■ **Compiti da svolgere**:
(a) Nel testo sul Capitalismo naturale, quali due settori produttivi ad alto impatto ambientale vengono citati come esempi di cambiamento?
(b) Riprendi il testo sul Capitalismo naturale e proseguilo a partire dall'ultima frase riportata.

■ **Estratto scelto**:
######

Nell’ultimo decennio, molte tra le aziende più attente hanno iniziato a scoprire enormi opportunità per risparmiare risorse e denaro, applicando tecnologie e pratiche commerciali innovative.
Settori produttivi tra quelli a più elevato impatto ambientale, come l’industria dell’auto e l’edilizia, stanno profondamente mutando i riferimenti del proprio operare. Auto leggere, sicure e prive di emissioni inquinanti, così come quartieri pensati in funzione di una qualità abitativa che sia anche qualità sociale e ambientale, sono solo alcuni esempi dell’applicazione di un nuovo paradigma economico: il Capitalismo naturale, somma di orientamenti e pratiche in grado di dare il via alla prossima “rivoluzione industriale”. Fatto ancor più significativo, quando il cambiamento è già “sul mercato” si dimostra vincente, permettendo di acquisire notevoli vantaggi competitivi. Chi cambia vince, quindi, a patto che ciò avvenga in nome di una razionalità ecologica che può diventare una carta vincente anche in puri termini di business.

######

■ **Dati di partenza**:
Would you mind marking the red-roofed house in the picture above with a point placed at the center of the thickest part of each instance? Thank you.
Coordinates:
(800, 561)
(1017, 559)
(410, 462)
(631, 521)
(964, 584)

######

■ **Risposte per compito**:
(a) L'industria dell'auto e l'edilizia.

(b)
Capitalismo naturale, pubblicato per la prima volta negli Stati Uniti nel 1999, è immediatamente diventato un bestseller, acclamato in tutto il mondo per aver dato inizio alla cosiddetta rivoluzione “nat cap”, la prossima rivoluzione industriale. Il capitalismo naturale è alquanto differente dal capitalismo tradizionale che ha sempre trascurato il valore monetario delle risorse naturali e dei servizi forniti dagli ecosistemi, senza i quali non sarebbe possibile alcuna attività economica oltre che la vita stessa. Il capitalismo naturale, al contrario, contabilizza le risorse e punta all’efficienza per riuscire a produrre di più con meno. Ridisegna le logiche industriali sulla base di un modello che esclude i muda – gli sprechi – e la produzione di rifiuti; sposta l’economia verso un flusso continuo di valore e servizi; investe nella protezione e nell’espansione del capitale naturale esistente. Il volume, colmo di esempi e aneddoti, lascia ogni lettore con la speranza che l’antica battaglia tra business e ambiente possa giungere a una pacifica e costruttiva conclusione.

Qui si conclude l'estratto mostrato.